◆ **Task to carry out**: Resume the article on the National Infrastructure Bank, picking up right after its last sentence.

◆ **Document segment**:
★ ★ ★ ★

The National Infrastructure Bank: A Cure-All for America’s Infrastructure Woes?

By Dennis Lytton

The first infrastructure bank bill was proposed by Congress in 2007, and some iteration of it has been reintroduced in every Congress since. Beginning in 2009, the Obama Administration identified the creation of a National Infrastructure Bank (NIB) as an important goal for enhancing surface transportation financing. The President recently renewed that call in a speech in New Orleans last November.

The decline of the US’s transportation infrastructure is well documented. A number of high profile bridge collapses have occurred in recent years, in particular that of an I-5 bridge in Washington State in May of 2013 and the catastrophic collapse of the I-35W Mississippi River Bridge in 2007 that killed 13 people. Travelers who rely on urban rail systems such as Chicago’s CTA and Washington’s WMATA often face long delays due to a backlog of maintenance projects, and Washington DC’s Red Line into Maryland may be shut down for several weeks in the coming year for urgent repairs.

Efforts to build high-speed rail have been slow going despite their popularity in Western Europe, Japan, China, and elsewhere. The endorsement of the Administration, state programs such as the California High Speed Rail Authority project, and the recognition that a more efficient surface transportation system is a component of the fight against climate change have done little to bolster Congressional support. Furthermore, the GOP takeover of the House of Representatives has completely dried up federal funds for high-speed rail and limited support for conventional rail programs as well.

★ ★ ★ ★

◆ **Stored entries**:
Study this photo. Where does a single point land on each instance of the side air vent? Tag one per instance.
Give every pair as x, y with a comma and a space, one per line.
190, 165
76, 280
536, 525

★ ★ ★ ★

◆ **Result**:
MAP-21 Authorizations, the Gas Tax, and the Structural Shortfall

Surface transportation funding at the federal level is currently authorized by the Moving Ahead for Progress in the 21st Century Act (MAP-21). The act provides for approximately $105 billion of federal financing for surface transportation over its two year life (it is set to expire at the end of fiscal year 2014). As the bulk of the funding for MAP-21’s projects comes from the federal gas tax’s Highway Trust Fund, federal transportation spending is in principle largely insulated from the year-to-year appropriations process, and is therefore non-discretionary spending. However, much of that non-discretionary nature has slipped away as rising fuel efficiency has lowered gas tax revenue and driving, especially among millennials, has declined. The gas tax has been fixed at the same level, $0.18 per gallon, since 1993. It is important to realize that the gas tax is not a sales tax or VAT, but a tax on each gallon of gas sold. Thus, as the dollar inflates, and if people use less gas, tax revenues whittle away. The US rate is the lowest among OECD countries, and there seems to be little consensus on raising or replacing it in Congress. The Highway Trust Fund required a bailout of $35 billion in federal appropriations from 2008 to 2010 to keep it solvent, and its long term ability to fund surface transportation needs is doubtful in its current form.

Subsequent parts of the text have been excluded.